Texto para revisar |

En sus jornadas abunda el sosiego, siendo su labor más preventiva que dinámica y demostrando que, si en las montañas poseen servicios de salud, no es porque se acumule un rosario de males, sino porque se intenta evitarlos, aun en Aguacate, con 67 personas habitándolo. Para si un día…
La casita más lejana está a dos horas del consultorio, tal vez media si fuera en mulo, si hubiera perdido el miedo a montarlos, o su esposo se hubiese propuesto en serio quitarle los aires de Cruces.
El de ellos fue un amor paciente, pues Oscar estudiaba en la universidad de Topes de Collante para convertirse en ingeniero agrónomo. “No hay nadie que no sepa que yo vine a trabajar, me enamoré y me quedé”, explica Maricel. Hoy ambos hablan de superarse, aunque por ello tengan que bajar del Aguacate. No obstante, su decisión no afecta a sus pacientes, pues “bajando un médico, sube el otro”, como dice uno de los jóvenes de la zona. Será para el próximo año cuando renuncien al consultorio-casa más alejado del policlínico de San Blas, el que corresponde a su área de salud.
Precisamente a esa área fue donde se incorporó Hilda Reyes Carrazana en 1982 y en la cual todavía es veterana enfermera. Allí ya no debe arriar mulos para repartir turnos médicos y, de cuatro postas médicas que conoció, hoy se enfrenta a 17 consultorios médicos, ocho de ellos enclavados en las montañas de Cumanayagua, con más de 9 000 pobladores.
Nerea Inés Valdés Delgado, directora de la institución de San Blas, alude a tantos profesionales de valor que trabajan en esta zona, que el recorrido de Granma para conocerlos tomaría días de ascenso y descenso. Aquí es cada vez más inexacto hablar de difícil acceso, pues las carreteras son perfectamente transitables; lo difícil, acaso, es el transporte.
Eso y comprender cómo un montón de canadienses, guiados por el ecoturismo, van a bañarse a las aguas “glaciales” del Nicho, habiendo tanto frío en su polo norte.

Registros de datos |
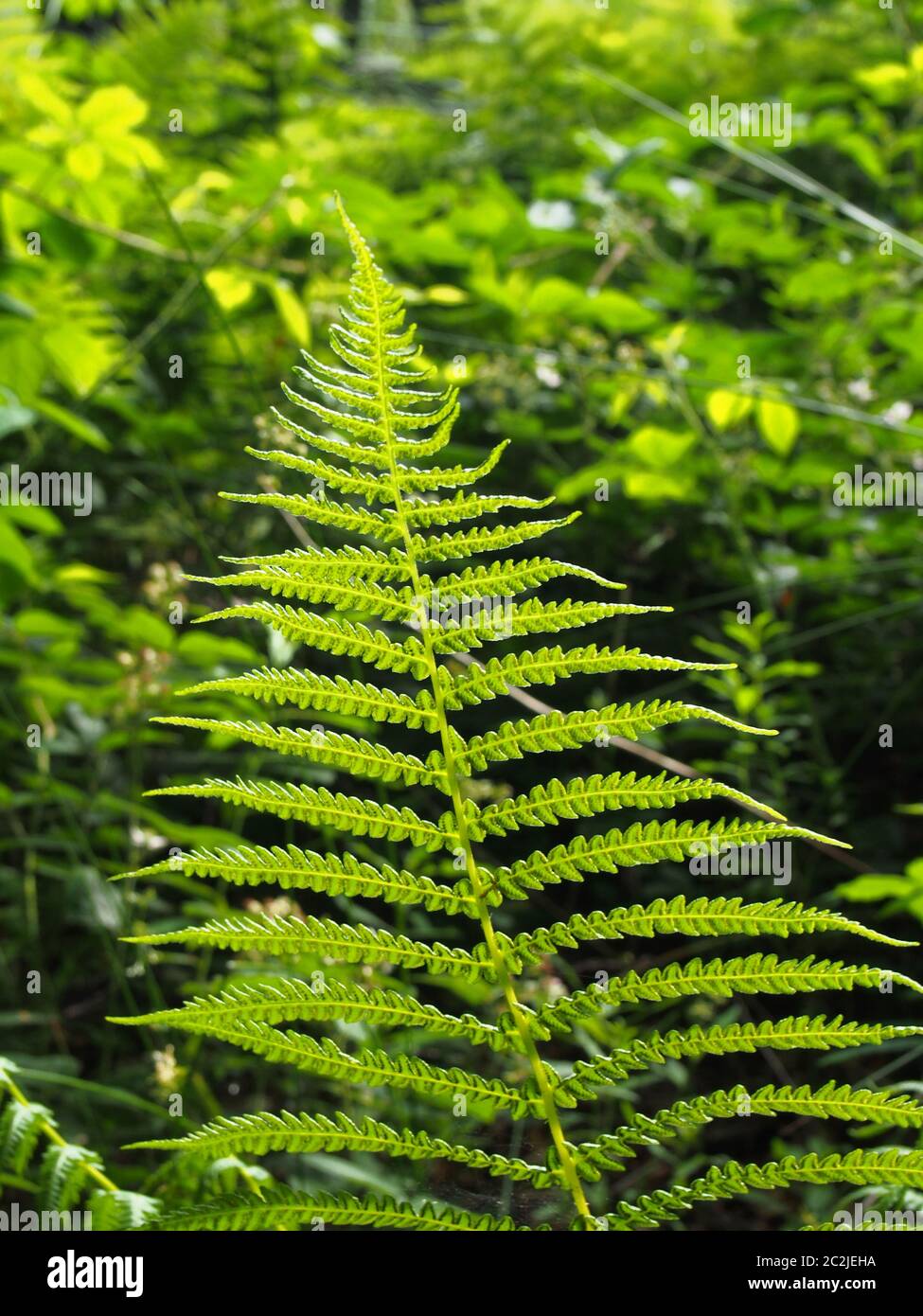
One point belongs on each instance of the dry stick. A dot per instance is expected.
(781, 170)
(670, 765)
(135, 240)
(652, 756)
(188, 287)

Comprueba tu comprensión |
a) Según el texto sobre la salud en las montañas de Cumanayagua, ¿en qué año se incorporó Hilda Reyes Carrazana al área de salud de San Blas?
b) Prosigue el texto sobre la salud en las montañas de Cumanayagua a partir de su última oración.
Los registros no tienen ningún papel en esto.

Respuestas en orden |
a) En 1982.

b)
“Será por la belleza, aunque igual pueden quedarse contemplándola”, afirma renuente a imitarlos Milagros Bueno Texidor, una doctora recién graduada que solicitó vivir y trabajar en El Naranjo, otra intrincada comunidad de la serranía.
La joven Milagros pudiera vivir a las puertas de la bahía cienfueguera, en la barriada de Castillo de Jagua, pero escogió estar aquí, a kilómetros de distancia, rodeada de montañas que aún ni sabe cómo se llaman y de las que solo desciende una vez al mes.
Ella admite que domina procederes médicos, pero de la vida en el campo sabe poco. Solo una vez montó a caballo, aunque asegura que actuaría siempre, como en el caso del niño que reaccionó a un medicamento, que imponía rapidez y “ahí sí no pude andarme pensándolo mucho, tuve que tragarme el miedo”.
No obstante, ya le duelen menos las piernas mientras sube “la lomita” del consultorio, antes antiguo policlínico de proporciones exageradas, a juzgar por los 284 habitantes que viven en las cercanías.
Por ahora, disfruta de una calma que a ratos se le vuelve melosa, entre los pensares del novio que cumple misión en Venezuela. “Creo que estamos casi a mano, solo que yo no extraño a mi país. Y la suerte, también, ha sido esta gente, ando de casa en casa, esta semana no he tenido que cocinar y hasta se ponen bravos si no les acepto la invitación”, confiesa, apenada.
“Aquí son muy agradecidos y, la verdad, deben serlo, fíjate que en la comunidad permanece las 24 horas una ambulancia, que baja si es preciso atender urgencias en poblados vecinos, como Sopapo, por ejemplo, donde, además, hay un sillón estomatológico”.
Según las estadísticas de Cienfuegos, cada médico podría cosechar la gratitud de los 138 pacientes que les “corresponden”, pero las gracias no obedecen a tasas matemáticas; y al menos en Cumanayagua los montañeses suelen desproporcionar las retribuciones. Gente como Irene Bonet la expresan a su manera: “no hay quien me haga un cuento, y menos de las bondades de la medicina”.